### DATA PROVIDED ###

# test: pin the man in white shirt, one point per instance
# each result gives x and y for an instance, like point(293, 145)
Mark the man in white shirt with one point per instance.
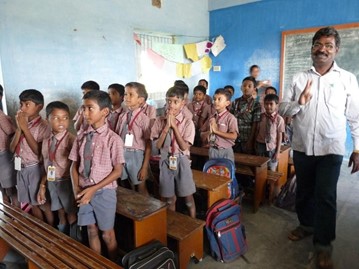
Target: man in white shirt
point(321, 100)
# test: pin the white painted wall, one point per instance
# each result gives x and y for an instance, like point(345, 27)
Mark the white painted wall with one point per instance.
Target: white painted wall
point(54, 46)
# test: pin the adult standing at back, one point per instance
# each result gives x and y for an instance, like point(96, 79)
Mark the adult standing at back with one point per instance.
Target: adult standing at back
point(322, 99)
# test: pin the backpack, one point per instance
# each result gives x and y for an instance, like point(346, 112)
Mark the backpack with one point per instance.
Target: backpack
point(286, 197)
point(151, 256)
point(225, 232)
point(226, 168)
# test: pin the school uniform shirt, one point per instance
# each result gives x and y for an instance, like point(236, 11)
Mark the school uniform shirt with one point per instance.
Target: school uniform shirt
point(185, 127)
point(107, 152)
point(319, 127)
point(247, 111)
point(268, 128)
point(64, 142)
point(149, 111)
point(39, 130)
point(196, 109)
point(7, 128)
point(139, 126)
point(226, 123)
point(113, 118)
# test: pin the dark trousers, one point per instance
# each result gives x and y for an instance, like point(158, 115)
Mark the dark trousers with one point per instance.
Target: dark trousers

###

WORK TO DO:
Set out every line of the entries above as a numbered list, omitting blank lines and leaving the pictures out.

COMPLETE ANSWER:
1. # test: pin the man in white shirt, one point per instance
2. # each result gives x and y for an instance, like point(293, 145)
3. Mark the man in white shirt with one point per instance.
4. Target: man in white shirt
5. point(321, 100)
6. # test: pin the white painted wall, one point per instance
7. # each result gives x and y for an instance, like point(345, 27)
8. Mark the white painted wall with one point per instance.
9. Target: white painted wall
10. point(54, 46)
11. # test: pin the adult standing at back, one point per instance
12. # each result gives x and y for an instance, like point(96, 79)
13. Mark the adult standing at back with one point per instance.
14. Target: adult standing at back
15. point(322, 99)
16. # test: pin the backpack, one point per instance
17. # each result gives x and y for an instance, like point(346, 112)
18. Mark the backpack with one point per instance.
19. Target: backpack
20. point(286, 197)
21. point(151, 256)
22. point(225, 232)
23. point(226, 168)
24. # test: pin the school uniform shirt, one point per instance
25. # each result gives x and y for an instance, like point(236, 11)
26. Mark the school uniform shirt with one point per instance.
27. Target: school uniform shirt
28. point(185, 127)
29. point(107, 152)
30. point(319, 127)
31. point(247, 111)
32. point(268, 128)
33. point(64, 142)
34. point(149, 111)
35. point(39, 130)
36. point(196, 109)
37. point(7, 128)
38. point(139, 126)
39. point(226, 123)
40. point(113, 118)
41. # test: pin the dark trousers, one point per instance
42. # each result gives x and y for an instance, like point(158, 115)
43. Mark the dark trousers with one point per instance.
44. Target: dark trousers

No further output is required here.